■ **Work to be completed**: All of the data below is to be copied again without changes.

Dataset entries
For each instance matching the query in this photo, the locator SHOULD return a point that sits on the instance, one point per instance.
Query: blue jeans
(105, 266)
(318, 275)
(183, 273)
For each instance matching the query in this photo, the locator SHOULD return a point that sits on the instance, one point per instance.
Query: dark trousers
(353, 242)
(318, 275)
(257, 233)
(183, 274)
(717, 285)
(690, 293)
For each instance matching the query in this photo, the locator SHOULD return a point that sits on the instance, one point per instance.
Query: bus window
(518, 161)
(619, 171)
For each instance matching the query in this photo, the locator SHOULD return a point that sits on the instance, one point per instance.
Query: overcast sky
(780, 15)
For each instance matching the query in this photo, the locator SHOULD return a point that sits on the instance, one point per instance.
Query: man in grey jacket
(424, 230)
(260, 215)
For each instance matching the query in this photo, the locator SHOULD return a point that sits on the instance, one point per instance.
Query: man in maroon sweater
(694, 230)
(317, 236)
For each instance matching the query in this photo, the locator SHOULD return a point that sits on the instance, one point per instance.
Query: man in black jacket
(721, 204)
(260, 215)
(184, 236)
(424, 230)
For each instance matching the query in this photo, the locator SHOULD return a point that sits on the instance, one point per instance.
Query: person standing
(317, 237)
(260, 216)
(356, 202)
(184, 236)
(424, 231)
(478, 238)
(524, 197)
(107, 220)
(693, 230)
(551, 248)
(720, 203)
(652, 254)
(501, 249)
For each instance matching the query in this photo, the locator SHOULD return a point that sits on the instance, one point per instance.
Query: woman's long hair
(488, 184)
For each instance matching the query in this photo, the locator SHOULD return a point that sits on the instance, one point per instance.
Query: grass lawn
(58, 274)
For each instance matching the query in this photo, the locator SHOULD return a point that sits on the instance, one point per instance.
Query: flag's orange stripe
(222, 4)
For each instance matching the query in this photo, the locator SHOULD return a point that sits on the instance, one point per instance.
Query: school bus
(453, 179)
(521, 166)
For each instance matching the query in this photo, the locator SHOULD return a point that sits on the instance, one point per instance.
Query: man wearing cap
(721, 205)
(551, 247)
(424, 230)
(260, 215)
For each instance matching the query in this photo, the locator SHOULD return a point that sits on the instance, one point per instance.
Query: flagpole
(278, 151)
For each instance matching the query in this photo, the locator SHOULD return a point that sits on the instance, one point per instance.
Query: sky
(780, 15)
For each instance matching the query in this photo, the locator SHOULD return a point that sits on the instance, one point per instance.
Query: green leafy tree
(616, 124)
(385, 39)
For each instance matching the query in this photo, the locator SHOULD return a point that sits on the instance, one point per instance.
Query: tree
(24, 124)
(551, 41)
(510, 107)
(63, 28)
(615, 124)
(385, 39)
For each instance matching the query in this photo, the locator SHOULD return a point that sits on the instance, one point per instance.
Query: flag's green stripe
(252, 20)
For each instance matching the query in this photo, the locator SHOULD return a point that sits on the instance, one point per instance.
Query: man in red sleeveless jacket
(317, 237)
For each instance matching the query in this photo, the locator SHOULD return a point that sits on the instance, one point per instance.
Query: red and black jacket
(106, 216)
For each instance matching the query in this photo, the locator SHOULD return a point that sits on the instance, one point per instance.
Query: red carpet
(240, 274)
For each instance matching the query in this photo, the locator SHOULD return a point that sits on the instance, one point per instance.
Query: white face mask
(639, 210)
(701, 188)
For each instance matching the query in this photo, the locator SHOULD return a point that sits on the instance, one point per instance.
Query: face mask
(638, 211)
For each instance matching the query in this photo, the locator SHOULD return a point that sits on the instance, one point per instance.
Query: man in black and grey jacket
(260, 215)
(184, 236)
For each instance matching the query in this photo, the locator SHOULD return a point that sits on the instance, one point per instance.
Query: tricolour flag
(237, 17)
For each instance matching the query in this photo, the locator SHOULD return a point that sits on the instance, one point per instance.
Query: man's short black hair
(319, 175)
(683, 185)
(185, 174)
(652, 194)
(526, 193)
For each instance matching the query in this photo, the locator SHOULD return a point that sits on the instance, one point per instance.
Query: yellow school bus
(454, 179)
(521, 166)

■ **Solution**:
For each instance matching the query in this photo, the locator SHOULD return a point that sits on the instance, one point per instance.
Query: blue jeans
(105, 266)
(318, 275)
(183, 273)
For each instance matching the query in this photo, the locator SHOULD return a point that sits on the instance, one point per instance.
Query: dark trousers
(353, 242)
(318, 275)
(257, 233)
(183, 274)
(717, 285)
(690, 293)
For each instance matching the query in this photo, the locator SHOULD return a point that sits on the instance, one point per instance.
Query: bus window
(518, 161)
(619, 171)
For each instance matching the query in this photo, the locator SHOULD return a point that sits on the instance, one point per instance.
Query: overcast sky
(780, 15)
For each instance matching the query in this photo, the locator SHOULD return a point that sits on the instance, one point per instance.
Query: man in grey jacket
(424, 230)
(260, 215)
For each instance matching the query in this photo, the locator SHOULD return a point that sits on the instance, one point per instance.
Query: man in maroon sweater
(694, 230)
(317, 236)
For each instance matching the query in this photo, the locator SHOULD return a point that sits on the instance, one point per instance.
Query: man in black jacket
(721, 204)
(260, 215)
(184, 236)
(424, 230)
For each instance matching the query in this photo, the locator SHOULD return a point that sits on the instance, one point per instance.
Query: person standing
(317, 237)
(260, 216)
(356, 202)
(184, 236)
(424, 231)
(478, 238)
(524, 197)
(107, 220)
(693, 230)
(551, 248)
(720, 203)
(652, 254)
(501, 249)
For each instance matching the query in this photo, the locator SHOULD return a point that sits on the instance, one point per instance.
Query: woman's long hair
(488, 184)
For each instance matching the query in this photo, the locator SHOULD return a point that sits on the instance, one point per instance.
Query: grass lawn
(58, 274)
For each instance matching the query in this photo, the locator SHOULD return a point that sits on the instance, one point per instance.
Query: flag's orange stripe
(222, 4)
For each instance matching the query in this photo, the locator SHOULD return a point that sits on the instance, one point per instance.
Query: school bus
(453, 179)
(521, 166)
For each instance matching the query in this photo, the locator SHOULD return a point that sits on the instance, one point per instance.
Query: man wearing cap
(721, 205)
(551, 247)
(424, 230)
(260, 215)
For each instance matching the query in this photo, the locator SHOULD return a point that sits on the instance, one point per instance.
Query: flagpole
(278, 151)
For each instance matching the query in this photo, the locator SHOULD return a point that sits on the instance, one point per instance.
Query: sky
(780, 15)
For each instance matching the query in this photo, the locator SHOULD return a point that sits on the instance, one point per instance.
Query: green leafy tree
(616, 124)
(385, 39)
For each instance matching the query in this photo, the locator SHOULD return a point that sits on the instance, one point per instance.
Query: tree
(24, 124)
(551, 41)
(510, 107)
(63, 28)
(615, 124)
(385, 39)
For each instance matching the query in this photo, the locator SHOULD return a point that sits on the instance, one point per instance.
Query: flag's green stripe
(252, 20)
For each instance matching the query in this photo, the locator SHOULD return a point that sits on the instance, one point per instance.
Query: man in red sleeveless jacket
(317, 237)
For each instance matching the query in this photo, the locator SHOULD return a point that sits on the instance, one point per instance.
Query: red and black jacket
(106, 216)
For each instance matching the query in this photo, the locator SHOULD return a point that sits on the instance, one point per instance.
Query: red carpet
(240, 274)
For each instance matching the query in this photo, the locator SHOULD return a point that sits on the instance, one point per instance.
Query: white face mask
(639, 210)
(701, 188)
For each instance matching the query in this photo, the locator SHOULD return a point that sits on the instance, one point per instance.
Query: face mask
(638, 211)
For each instance matching the query in this photo, the locator SHOULD return a point that sits on the instance, one point per instance.
Query: man in black and grey jacket
(260, 215)
(184, 236)
For each instance matching the query in this photo, the locator SHOULD return a point that sits on the instance, one point per instance.
Query: tricolour flag
(237, 17)
For each instance matching the query in this photo, the locator SHOULD return a point that sits on the instance, one point per instance.
Query: man's short black hair
(319, 175)
(683, 185)
(185, 174)
(652, 194)
(526, 193)
For each instance matching the query in this photo, the locator SHOULD return a point that sits on the instance, one point per instance.
Query: yellow school bus
(454, 179)
(521, 166)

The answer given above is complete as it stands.